##### Selected text #####

Terra ($LUNA) and its algorithmic stablecoin TerraUSD (UST) tanked about two weeks ago. The token experienced a 99.9% drop in price, with its UST stablecoin de-pegging from the US dollar. UST still has not recovered and it’s at 5.6 cents instead of $1 where it is supposed to be.
In a bid to salvage the situation the Terra ($LUNA) ecosystem has put forward the 1623 proposal. The proposal if approved will split the Terra blockchain into two (2) separate chains. The proposal has, however, attracted some resistance from community members. However, voting is still ongoing and is scheduled to end on May 25, 2022.
This article covers recent amendments to proposal 1623. And what this amendment means for the entire Terra ($LUNA) ecosystem.
1/ We have published an amendment to Proposal 1623, incorporating the community’s feedback since its publication 2 days ago. Please see below for details 👇https://t.co/liISBn3Baa
— Terra 🌍 Powered by LUNA 🌕 (@terra_money) May 20, 2022
Amendments to Proposal 1623
Three major revisions will be carried out on Proposal 1623. These revisions will include;
1. Increasing Genesis Liquidity
This revision will help to protect small-scale Terra ($LUNA) holders. By reason of this revision, Terra plans to increase its initial liquidity parameters from 15% to 30%. However, this increment will involve users holding aUST tokens before the attack. Also, “[…] post-attack $LUNA holders, & post-attack $UST holders” will also enjoy this increment.

##### Data provided #####

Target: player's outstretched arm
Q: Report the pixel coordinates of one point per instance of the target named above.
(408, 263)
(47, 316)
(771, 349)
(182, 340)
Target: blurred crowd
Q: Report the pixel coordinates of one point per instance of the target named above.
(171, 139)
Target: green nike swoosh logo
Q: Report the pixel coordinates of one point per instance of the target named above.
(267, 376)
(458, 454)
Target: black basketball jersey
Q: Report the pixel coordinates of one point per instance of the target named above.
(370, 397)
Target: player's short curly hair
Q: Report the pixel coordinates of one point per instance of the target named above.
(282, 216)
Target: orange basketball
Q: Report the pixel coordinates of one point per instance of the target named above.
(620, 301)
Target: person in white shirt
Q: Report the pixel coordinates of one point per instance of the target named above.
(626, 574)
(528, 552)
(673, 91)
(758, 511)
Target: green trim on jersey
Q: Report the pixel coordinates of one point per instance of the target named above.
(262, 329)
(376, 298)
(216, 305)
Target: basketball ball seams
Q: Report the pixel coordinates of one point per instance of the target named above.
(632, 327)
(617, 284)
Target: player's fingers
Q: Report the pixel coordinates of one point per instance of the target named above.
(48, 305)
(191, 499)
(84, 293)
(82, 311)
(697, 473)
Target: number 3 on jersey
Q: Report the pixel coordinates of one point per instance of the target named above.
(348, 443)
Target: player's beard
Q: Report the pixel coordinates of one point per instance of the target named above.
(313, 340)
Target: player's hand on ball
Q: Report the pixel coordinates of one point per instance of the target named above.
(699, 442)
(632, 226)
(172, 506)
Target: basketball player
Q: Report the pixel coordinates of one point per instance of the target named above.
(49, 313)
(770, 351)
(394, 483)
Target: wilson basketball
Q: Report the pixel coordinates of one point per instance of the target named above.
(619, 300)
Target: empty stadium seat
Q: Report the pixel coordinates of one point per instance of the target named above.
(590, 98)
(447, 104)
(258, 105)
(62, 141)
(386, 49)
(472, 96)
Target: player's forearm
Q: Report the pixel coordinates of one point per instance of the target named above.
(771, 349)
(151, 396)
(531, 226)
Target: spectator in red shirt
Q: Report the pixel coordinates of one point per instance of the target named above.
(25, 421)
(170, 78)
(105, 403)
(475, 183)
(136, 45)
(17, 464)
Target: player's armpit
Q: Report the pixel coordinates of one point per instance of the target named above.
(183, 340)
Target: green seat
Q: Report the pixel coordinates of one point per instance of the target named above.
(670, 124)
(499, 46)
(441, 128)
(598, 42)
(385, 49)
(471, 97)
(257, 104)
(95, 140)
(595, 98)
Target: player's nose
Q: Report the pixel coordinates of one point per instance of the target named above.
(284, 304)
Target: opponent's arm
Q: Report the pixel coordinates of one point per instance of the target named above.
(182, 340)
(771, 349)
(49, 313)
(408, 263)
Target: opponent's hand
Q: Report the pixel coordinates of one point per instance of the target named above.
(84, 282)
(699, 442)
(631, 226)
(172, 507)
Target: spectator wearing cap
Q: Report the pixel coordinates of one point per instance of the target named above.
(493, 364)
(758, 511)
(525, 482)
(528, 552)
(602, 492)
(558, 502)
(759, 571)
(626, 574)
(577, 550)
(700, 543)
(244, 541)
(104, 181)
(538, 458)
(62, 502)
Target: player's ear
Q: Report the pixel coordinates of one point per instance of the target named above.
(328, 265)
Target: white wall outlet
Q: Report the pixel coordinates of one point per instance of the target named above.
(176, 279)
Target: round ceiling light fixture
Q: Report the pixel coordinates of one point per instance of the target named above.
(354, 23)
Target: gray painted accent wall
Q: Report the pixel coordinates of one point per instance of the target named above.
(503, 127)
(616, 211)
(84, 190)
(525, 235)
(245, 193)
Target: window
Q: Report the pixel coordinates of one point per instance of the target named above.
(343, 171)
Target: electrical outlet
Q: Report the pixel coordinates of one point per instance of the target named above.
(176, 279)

#####

**Work to complete**
[1] Say whether each statement agrees with the Terra article. Answer yes or no, and quote the deciding words.
(a) UST currently trades at 5.6 cents.
(b) Voting on Proposal 1623 is scheduled to end on May 20, 2022.
(c) The genesis liquidity revision raises the initial liquidity parameters from 15% to 30%.
[2] List every percentage figure that appears in the Terra article.
[3] Please translate this sentence from the Terra article into Spanish: "The proposal if approved will split the Terra blockchain into two (2) separate chains."

**List of solutions**
[1]
(a) Yes: "it’s at 5.6 cents instead of $1 where it is supposed to be."
(b) No: "voting is still ongoing and is scheduled to end on May 25, 2022."
(c) Yes: "Terra plans to increase its initial liquidity parameters from 15% to 30%."

[2] 99.9%, 15%, 30%

[3] La propuesta, si se aprueba, dividirá la cadena de bloques de Terra en dos (2) cadenas separadas.